Region pointing data:
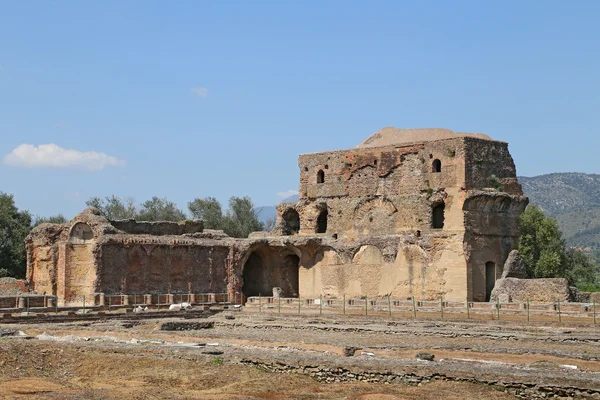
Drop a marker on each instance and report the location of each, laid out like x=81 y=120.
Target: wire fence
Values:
x=412 y=308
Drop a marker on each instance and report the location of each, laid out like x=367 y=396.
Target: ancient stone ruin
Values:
x=421 y=212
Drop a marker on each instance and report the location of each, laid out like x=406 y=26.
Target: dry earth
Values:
x=235 y=359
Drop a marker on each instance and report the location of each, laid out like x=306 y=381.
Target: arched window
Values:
x=322 y=222
x=291 y=219
x=437 y=216
x=320 y=176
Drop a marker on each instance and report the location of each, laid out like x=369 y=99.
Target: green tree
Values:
x=241 y=218
x=14 y=228
x=114 y=208
x=54 y=219
x=209 y=210
x=543 y=249
x=160 y=209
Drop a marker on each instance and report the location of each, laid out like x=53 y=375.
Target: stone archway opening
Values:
x=267 y=268
x=437 y=216
x=321 y=176
x=290 y=269
x=490 y=279
x=291 y=220
x=253 y=276
x=322 y=222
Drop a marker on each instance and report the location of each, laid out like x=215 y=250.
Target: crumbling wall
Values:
x=491 y=233
x=145 y=265
x=490 y=165
x=158 y=228
x=426 y=267
x=533 y=290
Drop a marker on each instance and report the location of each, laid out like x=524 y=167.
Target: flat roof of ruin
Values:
x=390 y=136
x=396 y=137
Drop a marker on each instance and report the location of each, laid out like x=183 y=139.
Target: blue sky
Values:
x=194 y=99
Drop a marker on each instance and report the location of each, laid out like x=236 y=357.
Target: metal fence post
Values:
x=498 y=307
x=468 y=311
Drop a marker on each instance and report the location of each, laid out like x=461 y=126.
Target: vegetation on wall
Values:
x=574 y=200
x=545 y=252
x=14 y=227
x=239 y=220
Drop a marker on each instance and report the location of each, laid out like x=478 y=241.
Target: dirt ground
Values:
x=136 y=360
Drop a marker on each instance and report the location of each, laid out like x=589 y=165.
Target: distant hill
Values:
x=265 y=213
x=573 y=199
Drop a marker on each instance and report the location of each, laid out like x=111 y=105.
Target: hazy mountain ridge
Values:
x=573 y=199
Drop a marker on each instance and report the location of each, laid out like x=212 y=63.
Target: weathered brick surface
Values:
x=364 y=226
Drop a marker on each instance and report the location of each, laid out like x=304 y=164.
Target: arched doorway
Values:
x=253 y=276
x=321 y=176
x=291 y=220
x=437 y=216
x=289 y=275
x=490 y=279
x=322 y=222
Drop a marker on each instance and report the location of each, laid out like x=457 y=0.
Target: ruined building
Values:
x=427 y=213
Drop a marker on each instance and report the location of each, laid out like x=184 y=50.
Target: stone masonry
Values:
x=428 y=213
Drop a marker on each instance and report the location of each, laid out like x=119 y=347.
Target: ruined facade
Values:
x=424 y=213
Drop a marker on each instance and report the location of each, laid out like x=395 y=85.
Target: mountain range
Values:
x=572 y=198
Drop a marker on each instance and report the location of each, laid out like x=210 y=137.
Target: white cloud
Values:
x=202 y=92
x=287 y=193
x=51 y=155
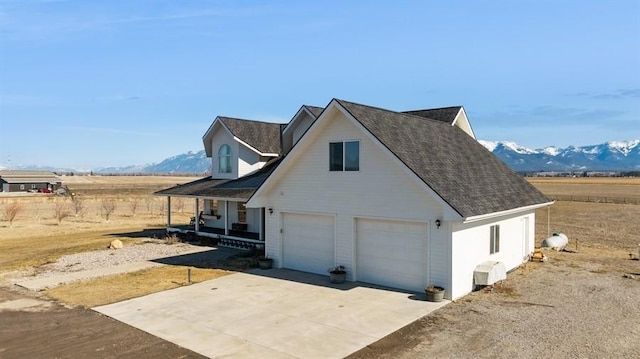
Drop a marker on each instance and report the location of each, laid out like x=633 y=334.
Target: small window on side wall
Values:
x=344 y=156
x=494 y=239
x=224 y=159
x=213 y=207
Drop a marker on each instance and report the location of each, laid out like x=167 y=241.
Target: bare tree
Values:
x=149 y=203
x=161 y=207
x=11 y=212
x=133 y=206
x=179 y=205
x=78 y=206
x=108 y=206
x=61 y=210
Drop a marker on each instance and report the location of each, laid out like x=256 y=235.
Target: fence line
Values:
x=595 y=199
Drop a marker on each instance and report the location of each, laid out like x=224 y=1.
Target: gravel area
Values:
x=147 y=250
x=560 y=309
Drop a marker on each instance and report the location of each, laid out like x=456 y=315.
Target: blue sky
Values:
x=85 y=84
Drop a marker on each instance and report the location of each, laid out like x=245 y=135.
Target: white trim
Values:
x=505 y=213
x=295 y=118
x=266 y=154
x=450 y=213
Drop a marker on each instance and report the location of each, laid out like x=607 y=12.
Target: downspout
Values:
x=168 y=211
x=197 y=215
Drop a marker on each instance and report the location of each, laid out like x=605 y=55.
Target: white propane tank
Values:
x=557 y=241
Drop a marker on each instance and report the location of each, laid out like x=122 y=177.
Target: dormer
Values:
x=455 y=116
x=238 y=147
x=298 y=125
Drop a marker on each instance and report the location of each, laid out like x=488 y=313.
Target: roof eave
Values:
x=507 y=212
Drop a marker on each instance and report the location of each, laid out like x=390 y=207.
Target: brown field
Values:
x=601 y=237
x=591 y=189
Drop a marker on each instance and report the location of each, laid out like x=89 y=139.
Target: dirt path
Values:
x=34 y=327
x=565 y=308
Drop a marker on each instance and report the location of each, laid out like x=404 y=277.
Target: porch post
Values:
x=261 y=212
x=197 y=215
x=226 y=218
x=168 y=211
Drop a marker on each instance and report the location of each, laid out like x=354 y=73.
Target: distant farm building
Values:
x=22 y=181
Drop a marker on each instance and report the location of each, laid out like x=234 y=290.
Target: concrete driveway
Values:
x=275 y=313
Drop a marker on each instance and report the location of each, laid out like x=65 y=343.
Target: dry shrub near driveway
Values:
x=108 y=206
x=61 y=210
x=121 y=287
x=11 y=211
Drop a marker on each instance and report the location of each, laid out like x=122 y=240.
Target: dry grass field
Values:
x=601 y=237
x=49 y=226
x=590 y=189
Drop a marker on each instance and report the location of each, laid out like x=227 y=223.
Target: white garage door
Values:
x=308 y=242
x=392 y=253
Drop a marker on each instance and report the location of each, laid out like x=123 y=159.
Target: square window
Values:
x=344 y=156
x=352 y=156
x=494 y=240
x=335 y=156
x=213 y=207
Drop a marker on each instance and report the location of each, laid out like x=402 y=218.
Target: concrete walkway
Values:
x=43 y=283
x=275 y=313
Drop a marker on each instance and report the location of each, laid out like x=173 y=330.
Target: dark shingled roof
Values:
x=460 y=170
x=316 y=111
x=444 y=114
x=241 y=188
x=263 y=136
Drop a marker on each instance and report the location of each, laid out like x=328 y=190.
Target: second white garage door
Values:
x=392 y=253
x=308 y=242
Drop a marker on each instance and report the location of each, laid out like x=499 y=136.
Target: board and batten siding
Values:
x=471 y=246
x=380 y=189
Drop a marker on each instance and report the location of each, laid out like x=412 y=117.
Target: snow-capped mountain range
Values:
x=609 y=156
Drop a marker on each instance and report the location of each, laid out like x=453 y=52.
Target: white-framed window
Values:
x=224 y=159
x=242 y=212
x=213 y=207
x=344 y=156
x=494 y=239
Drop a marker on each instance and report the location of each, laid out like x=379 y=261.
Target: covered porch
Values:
x=219 y=210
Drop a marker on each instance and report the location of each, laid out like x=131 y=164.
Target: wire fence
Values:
x=595 y=199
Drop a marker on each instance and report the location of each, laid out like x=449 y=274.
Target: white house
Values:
x=400 y=199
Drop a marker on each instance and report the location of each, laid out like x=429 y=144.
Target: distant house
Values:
x=22 y=181
x=400 y=199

The task: Will you restate every entry word for word and omit the images?

Response area:
Drop a marker on each instance and report the location of each, laid out like x=81 y=120.
Target: wire fence
Values:
x=412 y=308
Drop a marker on each instance and report the location of each, laid out like x=367 y=396.
Target: ancient stone ruin
Values:
x=421 y=212
Drop a marker on each instance and report the location of each, laid out like x=406 y=26.
Target: dry earth
Values:
x=235 y=359
Drop a marker on each instance and report the location of each, laid out like x=306 y=381.
Target: arched window
Values:
x=322 y=222
x=291 y=219
x=437 y=216
x=320 y=176
Drop a marker on each instance and report the location of each, laid out like x=369 y=99.
Target: green tree
Values:
x=241 y=218
x=14 y=228
x=114 y=208
x=54 y=219
x=209 y=210
x=543 y=249
x=160 y=209
Drop a marker on each instance and report the location of each, laid out like x=53 y=375.
Target: stone archway opening
Values:
x=267 y=268
x=437 y=216
x=321 y=176
x=290 y=269
x=490 y=279
x=291 y=220
x=253 y=276
x=322 y=222
Drop a marker on each instance and report the location of each, laid out like x=215 y=250.
Target: crumbling wall
Values:
x=491 y=233
x=145 y=265
x=490 y=165
x=158 y=228
x=426 y=267
x=533 y=290
Drop a marker on each instance and report the location of each, laid out like x=524 y=167.
Target: flat roof of ruin
Values:
x=390 y=136
x=396 y=137
Drop a marker on each instance and report the location of each, laid out like x=183 y=139.
Target: blue sky
Values:
x=194 y=99
Drop a marker on each instance and report the location of each, laid out like x=236 y=357.
Target: metal fence post
Values:
x=498 y=307
x=468 y=311
Drop a marker on each instance and report the location of each, laid out like x=461 y=126.
Target: vegetation on wall
Values:
x=574 y=200
x=545 y=252
x=14 y=227
x=239 y=220
Drop a marker on each instance and report the location of each, laid out like x=478 y=241.
Target: dirt ground
Values:
x=136 y=360
Drop a marker on each instance and report the location of each, laid out like x=589 y=165.
Target: distant hill
Values:
x=265 y=213
x=573 y=199
Drop a marker on each instance and report the location of each, laid out like x=111 y=105.
Target: hazy mountain ridge
Values:
x=573 y=199
Drop a marker on each instance and report the location of each, laid out like x=212 y=63.
Target: weathered brick surface
Values:
x=364 y=226
Drop a marker on each instance and report the location of each, laid out like x=304 y=164.
Target: arched doorway
Values:
x=253 y=276
x=321 y=176
x=291 y=220
x=437 y=216
x=289 y=275
x=490 y=279
x=322 y=222
Drop a marker on each instance and report the location of each, laid out like x=457 y=0.
Target: ruined building
Values:
x=427 y=213
Drop a marker on each instance and report the location of each, laid out like x=184 y=50.
Target: stone masonry
Values:
x=428 y=213
Drop a marker on each instance and report the location of each, laid out like x=119 y=347.
Target: ruined facade
Values:
x=424 y=213
Drop a marker on each instance and report the location of each, laid out like x=395 y=85.
Target: mountain range
Values:
x=572 y=198
Drop a marker on each instance and report the location of each, laid out like x=210 y=137.
Target: white cloud
Values:
x=202 y=92
x=287 y=193
x=51 y=155
Drop a marker on each instance and report the location of each, laid out like x=633 y=334.
Target: small window on side wall
Values:
x=344 y=156
x=494 y=239
x=224 y=159
x=213 y=207
Drop a marker on each instance and report the location of each, laid out like x=167 y=241.
Target: bare tree
Values:
x=149 y=203
x=161 y=207
x=11 y=212
x=133 y=206
x=179 y=205
x=78 y=206
x=108 y=206
x=61 y=210
Drop a marker on each instance and report the location of each, laid out like x=256 y=235.
Target: fence line
Values:
x=595 y=199
Drop a marker on each instance and report the location of each, laid out like x=224 y=1.
Target: gravel area
Values:
x=147 y=250
x=560 y=309
Drop a marker on each instance and report the location of each, laid out like x=456 y=315.
Target: blue sky
Values:
x=85 y=84
Drop a marker on each instance and report the location of each, laid out like x=245 y=135.
Target: white trim
Values:
x=505 y=213
x=295 y=118
x=266 y=154
x=450 y=213
Drop a marker on each instance and report the location of each, laid out like x=607 y=12.
Target: downspout
Values:
x=168 y=211
x=197 y=215
Drop a marker on each instance and report the location of each, laid out like x=605 y=55.
Target: white propane tank
Values:
x=557 y=241
Drop a marker on each instance and report the location of each, laid out like x=122 y=177.
Target: dormer
Values:
x=455 y=116
x=238 y=147
x=298 y=125
Drop a marker on each instance and report the location of each, laid out like x=488 y=313.
Target: roof eave
Values:
x=507 y=212
Drop a marker on each instance and report the location of each, laid out like x=390 y=207.
Target: brown field
Values:
x=601 y=237
x=591 y=189
Drop a marker on each instance and report the location of each, laid out like x=89 y=139.
Target: dirt path
Values:
x=34 y=327
x=565 y=308
Drop a marker on each instance and report the location of each, laid out like x=404 y=277.
Target: porch post
Values:
x=261 y=212
x=197 y=215
x=226 y=218
x=168 y=211
Drop a marker on each instance and report the location of each, laid out like x=354 y=73.
Target: distant farm building
Values:
x=22 y=181
Drop a marker on each instance and report the location of each, laid out like x=234 y=290.
Target: concrete driveway
Values:
x=275 y=313
Drop a marker on each instance and report the location of each, laid out like x=65 y=343.
Target: dry shrub near driveway
Values:
x=108 y=206
x=61 y=210
x=121 y=287
x=11 y=211
Drop a marker on each instance and report the location of each, laid out like x=122 y=240.
Target: dry grass field
Values:
x=601 y=237
x=49 y=226
x=590 y=189
Drop a marker on each instance and report the location of each, laid out like x=227 y=223.
Target: white garage door
Values:
x=308 y=242
x=392 y=253
Drop a marker on each instance and report the location of each, laid out like x=123 y=159.
Target: square window
Values:
x=344 y=156
x=352 y=156
x=494 y=240
x=335 y=156
x=213 y=207
Drop a marker on each instance and report the location of each, laid out like x=402 y=218.
Target: concrete walkway
Values:
x=43 y=283
x=275 y=313
Drop a marker on each instance and report the location of each, laid out like x=173 y=330.
Target: dark shingled roof
Values:
x=460 y=170
x=316 y=111
x=444 y=114
x=241 y=188
x=263 y=136
Drop a marker on each instance and report the location of each, laid out like x=328 y=190.
Target: second white garage door
Values:
x=392 y=253
x=308 y=242
Drop a marker on each instance and report the location of each, laid out like x=499 y=136.
Target: board and batten siding
Values:
x=471 y=246
x=380 y=189
Drop a marker on each instance and report the location of each, laid out like x=412 y=117.
Target: snow-capped mountain range
Values:
x=609 y=156
Drop a marker on each instance and report the location of each, laid out like x=453 y=52.
Target: white-framed window
Values:
x=224 y=159
x=242 y=212
x=213 y=207
x=344 y=156
x=494 y=239
Drop a marker on each instance and report the location of each, laid out like x=379 y=261.
Target: covered porch
Values:
x=219 y=210
Drop a marker on each instance and report the location of each, laid out like x=131 y=164.
Target: wire fence
Values:
x=595 y=199
Drop a marker on each instance and report the location of each, laid out like x=449 y=274.
Target: white house
Values:
x=400 y=199
Drop a marker on each instance and report the location of each, laid out like x=429 y=144.
Target: distant house
Values:
x=22 y=181
x=400 y=199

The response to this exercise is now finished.